I have mixed feelings about Wes Anderson films – I love the meticulous attention to detail and that slightly old-fashioned, arts-and-crafts look and feel of his films, but sometimes it feels like this is done at the expense of the content. However, in this instance, form and function blend together well, Anderson even added what might be called an existential twist to it regarding family relationships and creating your own identity (via the rivalry between Mr and Mrs Fox’s son Ash and the cousin who comes to visit).

Schindler’s List

Although the boys were moved by the film, they were not as shaken by it as I was when I first saw it. I don’t know if this is because the subject is now well-known, or if the memory of the Second World War and the pogrom is starting to recede. OS went to Auschwitz on a class trip and had visited Schindler’s factory in Krakow, so he recognised some of the places, but complained that Amon Goeth was too much of a cartoon villain. I had to gently explain that he was, if anything, even worse than depicted in the film, according to eyewitness accounts.

> Material supplied
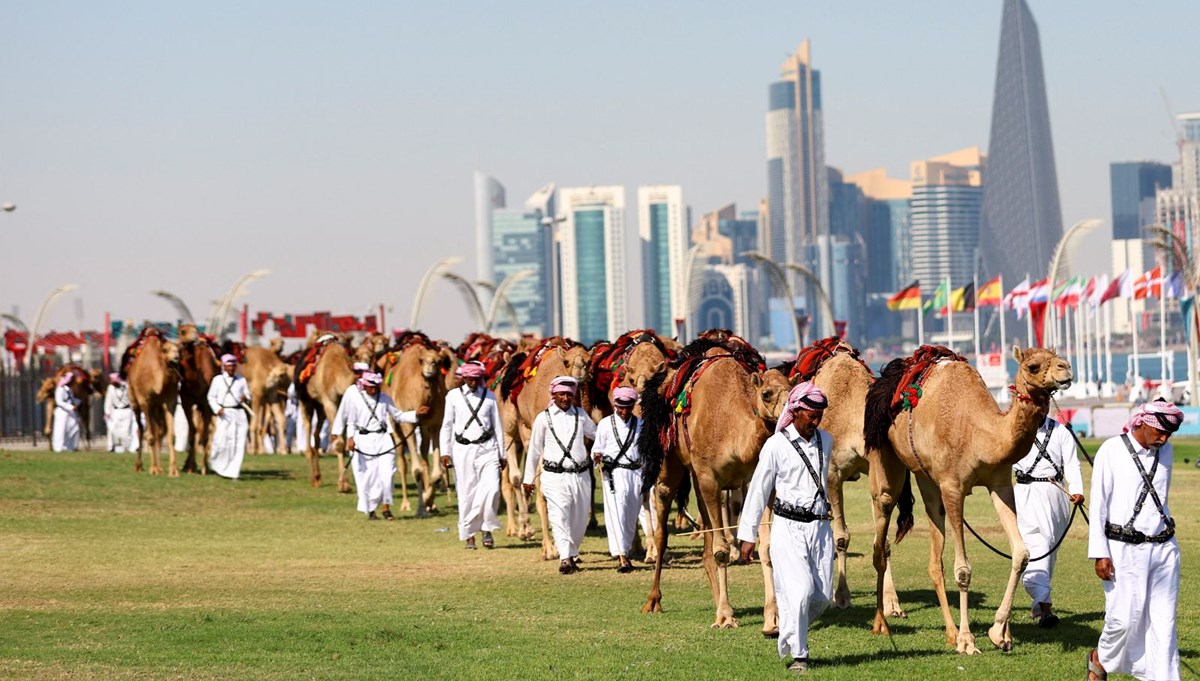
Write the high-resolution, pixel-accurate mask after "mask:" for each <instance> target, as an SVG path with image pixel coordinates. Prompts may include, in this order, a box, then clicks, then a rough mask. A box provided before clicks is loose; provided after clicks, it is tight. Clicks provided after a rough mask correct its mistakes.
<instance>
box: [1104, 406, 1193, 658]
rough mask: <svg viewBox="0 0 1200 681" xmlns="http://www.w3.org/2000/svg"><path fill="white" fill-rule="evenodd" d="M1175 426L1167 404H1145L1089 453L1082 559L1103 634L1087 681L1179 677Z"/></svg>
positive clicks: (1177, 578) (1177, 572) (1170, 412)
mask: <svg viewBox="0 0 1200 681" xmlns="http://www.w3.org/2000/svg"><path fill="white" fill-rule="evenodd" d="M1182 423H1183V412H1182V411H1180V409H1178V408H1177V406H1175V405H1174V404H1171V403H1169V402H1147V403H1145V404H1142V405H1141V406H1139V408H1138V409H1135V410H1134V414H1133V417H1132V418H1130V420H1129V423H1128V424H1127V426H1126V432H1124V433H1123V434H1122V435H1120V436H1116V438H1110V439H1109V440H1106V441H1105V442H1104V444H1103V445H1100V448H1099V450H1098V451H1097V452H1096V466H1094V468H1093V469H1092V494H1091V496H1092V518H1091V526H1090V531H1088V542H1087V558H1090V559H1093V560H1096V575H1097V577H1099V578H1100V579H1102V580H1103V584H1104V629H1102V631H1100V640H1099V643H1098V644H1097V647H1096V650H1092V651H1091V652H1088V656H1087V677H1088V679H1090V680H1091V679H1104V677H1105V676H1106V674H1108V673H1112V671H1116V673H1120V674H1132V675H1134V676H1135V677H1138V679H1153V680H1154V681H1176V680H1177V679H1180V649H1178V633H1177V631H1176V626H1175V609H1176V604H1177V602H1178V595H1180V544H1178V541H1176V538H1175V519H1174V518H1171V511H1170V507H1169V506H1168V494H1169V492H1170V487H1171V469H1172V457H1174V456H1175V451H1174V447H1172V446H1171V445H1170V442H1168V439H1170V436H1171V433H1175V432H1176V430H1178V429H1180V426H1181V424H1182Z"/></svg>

> Problem set
• a. Extract the part of the film commentary that begins with the words "Although the boys" and ends with "to eyewitness accounts.".
• b. Do these statements agree with the film commentary? For each, answer yes or no and quote the deciding words. (i) OS had visited Schindler's factory in Krakow. (ii) The boys were more shaken by Schindler's List than the writer was on first seeing it. (iii) In the Wes Anderson film discussed, form and function blend together well.
The rows have nothing to do with the film commentary.

> Answers provided
• a.
Although the boys were moved by the film, they were not as shaken by it as I was when I first saw it. I don’t know if this is because the subject is now well-known, or if the memory of the Second World War and the pogrom is starting to recede. OS went to Auschwitz on a class trip and had visited Schindler’s factory in Krakow, so he recognised some of the places, but complained that Amon Goeth was too much of a cartoon villain. I had to gently explain that he was, if anything, even worse than depicted in the film, according to eyewitness accounts.

• b.
(i) Yes: "had visited Schindler’s factory in Krakow"
(ii) No: "they were not as shaken by it as I was when I first saw it"
(iii) Yes: "in this instance, form and function blend together well"